• _Stored data_
+ + +

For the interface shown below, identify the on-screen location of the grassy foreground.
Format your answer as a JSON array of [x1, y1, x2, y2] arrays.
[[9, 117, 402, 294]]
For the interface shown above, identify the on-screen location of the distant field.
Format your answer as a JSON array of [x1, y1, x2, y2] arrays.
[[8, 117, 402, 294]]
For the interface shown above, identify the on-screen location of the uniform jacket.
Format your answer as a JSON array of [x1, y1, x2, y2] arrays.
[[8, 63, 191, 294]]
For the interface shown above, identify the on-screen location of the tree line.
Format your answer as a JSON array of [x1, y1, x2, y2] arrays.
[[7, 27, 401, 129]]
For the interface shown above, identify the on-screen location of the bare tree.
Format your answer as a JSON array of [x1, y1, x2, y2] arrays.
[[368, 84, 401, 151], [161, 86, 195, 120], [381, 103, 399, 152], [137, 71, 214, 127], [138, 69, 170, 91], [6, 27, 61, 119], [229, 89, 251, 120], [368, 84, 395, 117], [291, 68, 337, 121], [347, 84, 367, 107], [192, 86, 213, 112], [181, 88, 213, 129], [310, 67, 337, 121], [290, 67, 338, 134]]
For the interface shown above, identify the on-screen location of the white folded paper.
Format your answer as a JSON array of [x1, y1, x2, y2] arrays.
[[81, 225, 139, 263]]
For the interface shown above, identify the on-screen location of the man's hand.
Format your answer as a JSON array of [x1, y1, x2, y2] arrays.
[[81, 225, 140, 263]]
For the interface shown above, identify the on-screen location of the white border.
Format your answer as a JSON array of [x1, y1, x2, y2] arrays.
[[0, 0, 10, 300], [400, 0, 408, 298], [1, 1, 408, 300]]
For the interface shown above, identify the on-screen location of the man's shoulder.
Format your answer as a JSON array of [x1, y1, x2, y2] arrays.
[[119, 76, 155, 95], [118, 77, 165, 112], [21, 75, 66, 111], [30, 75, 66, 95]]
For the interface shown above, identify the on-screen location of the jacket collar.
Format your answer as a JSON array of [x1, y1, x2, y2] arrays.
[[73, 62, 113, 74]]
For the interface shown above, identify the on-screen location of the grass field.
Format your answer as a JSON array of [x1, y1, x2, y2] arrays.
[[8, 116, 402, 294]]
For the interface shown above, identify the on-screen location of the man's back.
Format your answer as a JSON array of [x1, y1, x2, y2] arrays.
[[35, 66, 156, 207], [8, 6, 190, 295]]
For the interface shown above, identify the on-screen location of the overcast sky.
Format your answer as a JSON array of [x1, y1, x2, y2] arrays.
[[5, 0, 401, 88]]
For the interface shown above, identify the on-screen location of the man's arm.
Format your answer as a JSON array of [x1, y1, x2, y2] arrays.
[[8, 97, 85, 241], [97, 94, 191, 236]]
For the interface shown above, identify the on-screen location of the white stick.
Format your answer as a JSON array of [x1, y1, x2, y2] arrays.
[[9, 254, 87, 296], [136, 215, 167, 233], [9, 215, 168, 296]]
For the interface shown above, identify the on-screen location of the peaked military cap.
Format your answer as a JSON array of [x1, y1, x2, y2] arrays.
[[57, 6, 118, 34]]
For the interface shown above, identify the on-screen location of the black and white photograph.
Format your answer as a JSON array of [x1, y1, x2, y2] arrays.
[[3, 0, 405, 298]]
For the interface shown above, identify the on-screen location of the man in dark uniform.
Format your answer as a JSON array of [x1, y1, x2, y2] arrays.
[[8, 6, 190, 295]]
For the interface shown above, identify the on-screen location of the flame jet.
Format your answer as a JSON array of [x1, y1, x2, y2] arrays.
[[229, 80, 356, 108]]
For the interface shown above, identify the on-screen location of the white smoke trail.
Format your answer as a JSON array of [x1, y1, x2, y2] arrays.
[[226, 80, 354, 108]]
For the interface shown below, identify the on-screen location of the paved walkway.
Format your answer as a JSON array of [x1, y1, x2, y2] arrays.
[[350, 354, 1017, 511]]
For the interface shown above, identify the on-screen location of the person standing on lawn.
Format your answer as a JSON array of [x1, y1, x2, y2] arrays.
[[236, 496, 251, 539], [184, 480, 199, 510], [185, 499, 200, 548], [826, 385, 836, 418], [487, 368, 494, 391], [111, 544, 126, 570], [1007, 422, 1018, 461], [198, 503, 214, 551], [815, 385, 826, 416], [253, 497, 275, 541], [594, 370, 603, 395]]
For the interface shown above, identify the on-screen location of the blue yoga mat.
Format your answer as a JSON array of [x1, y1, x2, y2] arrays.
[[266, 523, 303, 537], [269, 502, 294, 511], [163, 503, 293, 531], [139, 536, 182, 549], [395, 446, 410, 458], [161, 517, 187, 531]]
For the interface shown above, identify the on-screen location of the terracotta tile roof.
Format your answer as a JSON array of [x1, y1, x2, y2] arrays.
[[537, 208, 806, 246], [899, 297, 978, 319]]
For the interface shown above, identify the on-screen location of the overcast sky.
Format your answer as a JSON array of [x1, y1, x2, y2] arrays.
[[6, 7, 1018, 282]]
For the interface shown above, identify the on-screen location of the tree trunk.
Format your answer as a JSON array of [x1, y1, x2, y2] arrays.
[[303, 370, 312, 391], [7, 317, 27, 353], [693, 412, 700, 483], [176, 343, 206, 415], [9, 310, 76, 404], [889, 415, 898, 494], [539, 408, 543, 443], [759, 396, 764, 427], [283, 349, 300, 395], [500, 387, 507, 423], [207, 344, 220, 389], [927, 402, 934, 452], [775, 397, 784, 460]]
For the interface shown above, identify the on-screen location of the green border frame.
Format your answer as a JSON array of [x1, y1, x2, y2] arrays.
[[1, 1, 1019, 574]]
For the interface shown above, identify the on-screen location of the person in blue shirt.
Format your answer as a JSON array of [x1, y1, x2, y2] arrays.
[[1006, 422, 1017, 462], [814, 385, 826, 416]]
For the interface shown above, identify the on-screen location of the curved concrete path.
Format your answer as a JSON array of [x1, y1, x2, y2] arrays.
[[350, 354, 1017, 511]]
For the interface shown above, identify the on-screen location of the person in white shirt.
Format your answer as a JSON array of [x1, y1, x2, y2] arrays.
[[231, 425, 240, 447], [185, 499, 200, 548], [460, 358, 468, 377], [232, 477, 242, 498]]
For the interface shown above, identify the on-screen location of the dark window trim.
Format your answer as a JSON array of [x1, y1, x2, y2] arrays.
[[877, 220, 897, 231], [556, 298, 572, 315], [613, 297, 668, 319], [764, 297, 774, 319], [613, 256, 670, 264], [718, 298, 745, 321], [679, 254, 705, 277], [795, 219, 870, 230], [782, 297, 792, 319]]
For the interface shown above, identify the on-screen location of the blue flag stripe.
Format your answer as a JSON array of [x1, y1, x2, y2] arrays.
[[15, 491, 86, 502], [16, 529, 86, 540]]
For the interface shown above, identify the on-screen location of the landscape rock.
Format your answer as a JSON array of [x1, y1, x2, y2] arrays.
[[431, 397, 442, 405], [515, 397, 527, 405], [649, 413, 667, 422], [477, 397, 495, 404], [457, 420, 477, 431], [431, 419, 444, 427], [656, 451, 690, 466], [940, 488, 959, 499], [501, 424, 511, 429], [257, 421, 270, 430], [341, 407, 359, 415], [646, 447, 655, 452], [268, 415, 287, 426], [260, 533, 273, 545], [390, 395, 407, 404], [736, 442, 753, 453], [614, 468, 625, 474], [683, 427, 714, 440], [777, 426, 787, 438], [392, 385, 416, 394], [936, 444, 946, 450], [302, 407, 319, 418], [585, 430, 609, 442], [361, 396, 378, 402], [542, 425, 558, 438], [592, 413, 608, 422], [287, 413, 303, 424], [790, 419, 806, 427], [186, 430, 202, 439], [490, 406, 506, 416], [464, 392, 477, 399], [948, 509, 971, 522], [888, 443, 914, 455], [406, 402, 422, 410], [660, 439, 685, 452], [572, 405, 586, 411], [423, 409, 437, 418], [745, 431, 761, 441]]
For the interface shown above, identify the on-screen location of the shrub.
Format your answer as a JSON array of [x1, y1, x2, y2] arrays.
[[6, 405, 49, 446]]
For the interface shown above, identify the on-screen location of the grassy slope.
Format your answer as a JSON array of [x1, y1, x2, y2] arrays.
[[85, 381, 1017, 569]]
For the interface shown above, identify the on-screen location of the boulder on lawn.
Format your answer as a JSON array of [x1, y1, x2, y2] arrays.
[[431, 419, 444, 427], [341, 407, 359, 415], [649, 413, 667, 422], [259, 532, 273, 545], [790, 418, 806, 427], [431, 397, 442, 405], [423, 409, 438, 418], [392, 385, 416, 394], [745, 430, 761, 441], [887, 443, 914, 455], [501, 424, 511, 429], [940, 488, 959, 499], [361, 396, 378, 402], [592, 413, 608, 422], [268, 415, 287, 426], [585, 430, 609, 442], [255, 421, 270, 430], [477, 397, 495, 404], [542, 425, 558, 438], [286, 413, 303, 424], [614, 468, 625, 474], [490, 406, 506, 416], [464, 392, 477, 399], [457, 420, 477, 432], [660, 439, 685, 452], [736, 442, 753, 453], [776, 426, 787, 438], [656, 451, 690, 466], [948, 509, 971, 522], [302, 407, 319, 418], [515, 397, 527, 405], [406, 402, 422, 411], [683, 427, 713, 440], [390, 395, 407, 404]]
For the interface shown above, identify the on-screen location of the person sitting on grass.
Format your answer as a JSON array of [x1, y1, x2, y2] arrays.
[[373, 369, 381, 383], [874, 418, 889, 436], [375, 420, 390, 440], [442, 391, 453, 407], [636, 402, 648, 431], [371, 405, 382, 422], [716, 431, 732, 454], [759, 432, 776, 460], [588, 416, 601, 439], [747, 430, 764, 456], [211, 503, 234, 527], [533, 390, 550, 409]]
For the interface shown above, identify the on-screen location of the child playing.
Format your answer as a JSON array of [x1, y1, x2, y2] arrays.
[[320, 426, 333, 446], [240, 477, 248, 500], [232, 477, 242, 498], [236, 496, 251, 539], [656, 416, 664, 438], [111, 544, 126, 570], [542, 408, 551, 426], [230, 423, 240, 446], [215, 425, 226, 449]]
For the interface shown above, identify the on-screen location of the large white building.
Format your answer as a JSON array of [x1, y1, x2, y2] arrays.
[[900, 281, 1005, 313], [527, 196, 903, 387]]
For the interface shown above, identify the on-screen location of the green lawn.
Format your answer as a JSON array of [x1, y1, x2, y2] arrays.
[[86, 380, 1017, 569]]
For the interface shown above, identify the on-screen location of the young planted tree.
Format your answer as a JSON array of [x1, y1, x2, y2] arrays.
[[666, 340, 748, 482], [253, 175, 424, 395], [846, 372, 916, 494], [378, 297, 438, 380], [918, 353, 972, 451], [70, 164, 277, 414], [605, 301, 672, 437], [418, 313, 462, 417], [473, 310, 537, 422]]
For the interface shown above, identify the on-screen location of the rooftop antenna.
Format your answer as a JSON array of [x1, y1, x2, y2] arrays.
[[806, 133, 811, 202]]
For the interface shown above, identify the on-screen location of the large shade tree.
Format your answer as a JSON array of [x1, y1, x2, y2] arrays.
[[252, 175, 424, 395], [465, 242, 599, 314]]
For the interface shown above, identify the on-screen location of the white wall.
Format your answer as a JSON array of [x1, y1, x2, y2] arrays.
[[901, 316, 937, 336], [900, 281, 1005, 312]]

+ + +

• _Required action_
Begin with the first line of the records and finish with the line containing "the grass field.". Reproduce those lines exactly, both ends included, and nothing else.

• _Finished task_
For the interface shown below, identify the on-screen location of the grassy foreground.
Format your answer as a JSON array of [x1, y1, x2, y2] arrays.
[[9, 117, 402, 294]]
For the interface shown above, identify the on-screen location of the distant field.
Format your answer as a JSON array of [x1, y1, x2, y2] arrays.
[[8, 117, 402, 294]]
For the interface shown above, identify the on-screen location of the uniform jacket.
Format your answer as a JSON array of [x1, y1, x2, y2] arrays.
[[8, 63, 191, 294]]
For the interface shown above, identify the on-screen location of the tree line.
Format your answer as a JSON array of [x1, y1, x2, y2] arrays.
[[7, 27, 401, 129]]
For the interface shown above, identify the on-screen location of the bare tree.
Format your answer as a JSON array of [x1, y1, x2, y2] arrays.
[[368, 84, 401, 151], [161, 86, 195, 120], [381, 103, 399, 152], [137, 71, 214, 127], [138, 69, 170, 91], [6, 27, 61, 119], [229, 89, 251, 120], [368, 84, 395, 117], [291, 68, 337, 121], [347, 84, 367, 107], [192, 86, 213, 112], [181, 88, 213, 129], [310, 67, 337, 121], [290, 67, 338, 134]]
For the interface shown above, identify the on-screen location of the white folded paper.
Format your answer as a JSON array of [x1, y1, x2, y2] arrays.
[[81, 225, 139, 263]]
For the interface shown above, identify the on-screen location of the man's hand.
Format your answer as a JSON array of [x1, y1, x2, y2] arrays.
[[81, 225, 140, 263]]
For the interface shown above, identify the on-screen location of the white border.
Format your answer as a JSON array of [x1, y1, x2, y2] arrays.
[[0, 0, 10, 300], [400, 0, 408, 298], [1, 1, 408, 300]]
For the interface shown above, identify the on-screen location of the man's shoulder.
Format your answer as a JSON array of [x1, y1, x2, y2] arrays.
[[119, 76, 155, 95], [118, 77, 165, 112], [21, 75, 66, 111], [30, 75, 66, 95]]
For the interface shown above, identify the on-screen location of the jacket collar.
Format your answer as a JSON array of [x1, y1, x2, y2] arrays.
[[73, 62, 113, 74]]
For the interface shown above, identify the on-screen location of the grass field.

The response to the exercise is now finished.